start Extracted information

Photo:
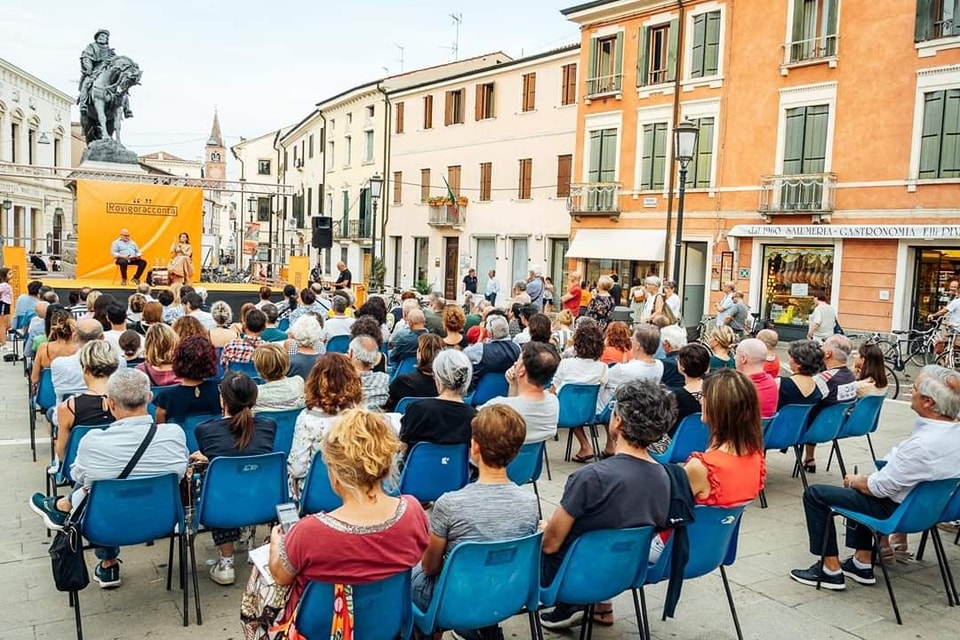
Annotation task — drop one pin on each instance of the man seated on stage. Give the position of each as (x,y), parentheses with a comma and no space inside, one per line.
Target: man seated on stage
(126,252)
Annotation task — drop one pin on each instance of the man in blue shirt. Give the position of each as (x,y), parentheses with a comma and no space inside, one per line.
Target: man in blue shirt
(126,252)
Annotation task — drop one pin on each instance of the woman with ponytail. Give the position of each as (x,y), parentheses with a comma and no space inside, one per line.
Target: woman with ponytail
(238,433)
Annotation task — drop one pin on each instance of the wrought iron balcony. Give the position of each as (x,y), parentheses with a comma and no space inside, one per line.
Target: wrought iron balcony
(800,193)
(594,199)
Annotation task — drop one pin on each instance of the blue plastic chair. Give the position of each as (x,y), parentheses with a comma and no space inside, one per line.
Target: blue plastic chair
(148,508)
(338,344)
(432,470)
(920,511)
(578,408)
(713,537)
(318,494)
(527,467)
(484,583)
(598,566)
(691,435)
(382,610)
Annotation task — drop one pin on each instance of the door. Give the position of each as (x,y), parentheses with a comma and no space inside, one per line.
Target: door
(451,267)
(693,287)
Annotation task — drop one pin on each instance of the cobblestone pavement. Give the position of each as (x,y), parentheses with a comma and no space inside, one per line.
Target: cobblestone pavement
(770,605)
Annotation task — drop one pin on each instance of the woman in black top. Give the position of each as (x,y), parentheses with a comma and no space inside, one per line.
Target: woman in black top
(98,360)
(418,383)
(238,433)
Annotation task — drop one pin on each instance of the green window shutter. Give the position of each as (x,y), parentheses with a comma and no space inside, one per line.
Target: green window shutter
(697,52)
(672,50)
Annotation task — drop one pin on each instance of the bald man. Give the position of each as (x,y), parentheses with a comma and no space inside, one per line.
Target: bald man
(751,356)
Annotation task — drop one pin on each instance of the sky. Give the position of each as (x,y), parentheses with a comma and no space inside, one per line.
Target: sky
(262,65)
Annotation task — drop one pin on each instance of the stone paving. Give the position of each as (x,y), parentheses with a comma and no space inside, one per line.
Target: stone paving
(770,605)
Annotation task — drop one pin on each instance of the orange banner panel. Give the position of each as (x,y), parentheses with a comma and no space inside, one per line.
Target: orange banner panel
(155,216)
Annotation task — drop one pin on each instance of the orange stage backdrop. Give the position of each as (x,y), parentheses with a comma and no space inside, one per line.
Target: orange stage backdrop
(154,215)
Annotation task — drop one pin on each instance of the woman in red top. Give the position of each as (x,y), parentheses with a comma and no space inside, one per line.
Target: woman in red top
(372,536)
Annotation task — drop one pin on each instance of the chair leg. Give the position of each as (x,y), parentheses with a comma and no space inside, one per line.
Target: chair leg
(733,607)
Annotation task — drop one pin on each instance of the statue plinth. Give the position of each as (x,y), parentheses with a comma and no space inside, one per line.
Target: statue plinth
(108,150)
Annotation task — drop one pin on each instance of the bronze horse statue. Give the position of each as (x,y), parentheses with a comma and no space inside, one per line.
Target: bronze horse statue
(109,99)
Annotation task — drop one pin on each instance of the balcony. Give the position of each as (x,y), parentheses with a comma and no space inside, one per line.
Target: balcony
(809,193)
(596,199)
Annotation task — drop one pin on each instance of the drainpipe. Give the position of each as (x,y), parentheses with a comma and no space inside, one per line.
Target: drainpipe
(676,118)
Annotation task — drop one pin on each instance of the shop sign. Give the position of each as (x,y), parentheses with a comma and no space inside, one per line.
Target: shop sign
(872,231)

end Extracted information

- What you should do
Can you retype every record above exactly, leaving out the pictures?

- Correct response
Photo:
Annotation task — drop one pin on each instance of the man seated on stage. Give the position of each as (x,y), parentheses with a comma and no space inside, one per line.
Target: man seated on stage
(126,252)
Annotation task — drop one pin on each instance of the man in blue shirt. Give the position of each as (x,y), parentheses with a comma and no space inside, one per line.
Target: man in blue shirt
(126,252)
Annotation task — drop one pin on each instance of the woman with ponytail. Give the position of each as (x,y), parentheses with a comma and no space inside, one per line.
Target: woman with ponytail
(238,433)
Annotation task — drop one pin on each instance of the wrought iron balcony. Give the position of each as (x,y), parentheses with a comma and no space inside, one per line.
Target: wrought iron balcony
(800,193)
(594,199)
Annotation task — drop one pin on each instance of the blue plastic chair. Give the position of each as (x,y), parentheses with a comma and no space inside, one per line.
Target: blue plastic chair
(148,508)
(338,344)
(432,470)
(920,511)
(578,408)
(713,537)
(318,494)
(527,467)
(484,583)
(598,566)
(691,435)
(382,610)
Annotation task — drop one pin on each instance of the door. Give the position of each as (x,y), parentheses with a comma and no space inside, one per line.
Target: door
(451,267)
(693,287)
Annotation task — drop one pin on each instance of the cobblestone pavement. Give the position of each as (x,y), parentheses with a comma and no space inside, one per line.
Target: cobblestone pavement
(770,605)
Annotation task — drop one pin on each instance of the woman in black top. Give the position of each as (x,y), parentheses with a comma and no space inside, one per line.
Target: woman in black top
(98,360)
(418,383)
(238,433)
Annotation task — drop one pin on each instance of the green window shutter. Give the position of each as (x,y), parentheses with a comma and no space inside, one per line.
Target: green window shutter
(697,52)
(672,50)
Annotation task — drop one pin on each instance of the bald man. Give the position of each as (x,y), parentheses with a comma and no space inside, one per line.
Target: bald man
(751,356)
Annotation task — drop one pin on each instance of the sky. Give the position of each as (x,y), parentheses with a comma and no space inside, one per line.
Target: sky
(262,65)
Annotation task — drop one pin on each instance of the stone paving. Give the position of each as (x,y), parentheses with a comma and no space inside, one per line.
Target: stone paving
(770,605)
Annotation task — drop one pin on each instance of the orange banner panel. Give the position of each as (x,y), parentheses with a comma and no space inside, one per line.
Target: orange banner panel
(155,216)
Annotation task — drop one pin on each instance of the orange stage backdrop. Give the position of each as (x,y), parentheses with a comma and no space inside, one per line.
Target: orange stage backdrop
(154,215)
Annotation task — drop one pin on each instance of the woman in red top. Give the position of each as (x,y), parentheses with a comma and no space inside, one per line.
Target: woman in red top
(372,536)
Annotation task — drop one pin on each instance of the chair leg. Give the position of each as (x,y), parentheses with a comma and no space inside, one per line.
Target: chair leg
(733,607)
Annotation task — drop one pin on each instance of the statue plinth. Give the position of each as (x,y), parentheses with a comma and no space inside, one per line.
Target: statue plinth
(108,150)
Annotation task — drop one pin on each instance of the bronze horse statue. Give the position of each as (x,y), parentheses with a comma and no space inside, one per line.
Target: bronze horse statue
(109,99)
Annotation task — drop one pin on each instance of the balcony. Give the position of each as (x,y), parentheses with a comma and no space inside, one per line.
Target: balcony
(809,193)
(596,199)
Annotation task — drop one pin on each instance of the drainpipe. Give the position of each as (x,y), parentheses with a comma and no space inside, one per line.
Target: drainpipe
(676,118)
Annotation task — drop one pin on each instance of the shop sign. Give the position of each as (x,y), parentheses with a comma and no space inside, one per line.
Target: shop sign
(872,231)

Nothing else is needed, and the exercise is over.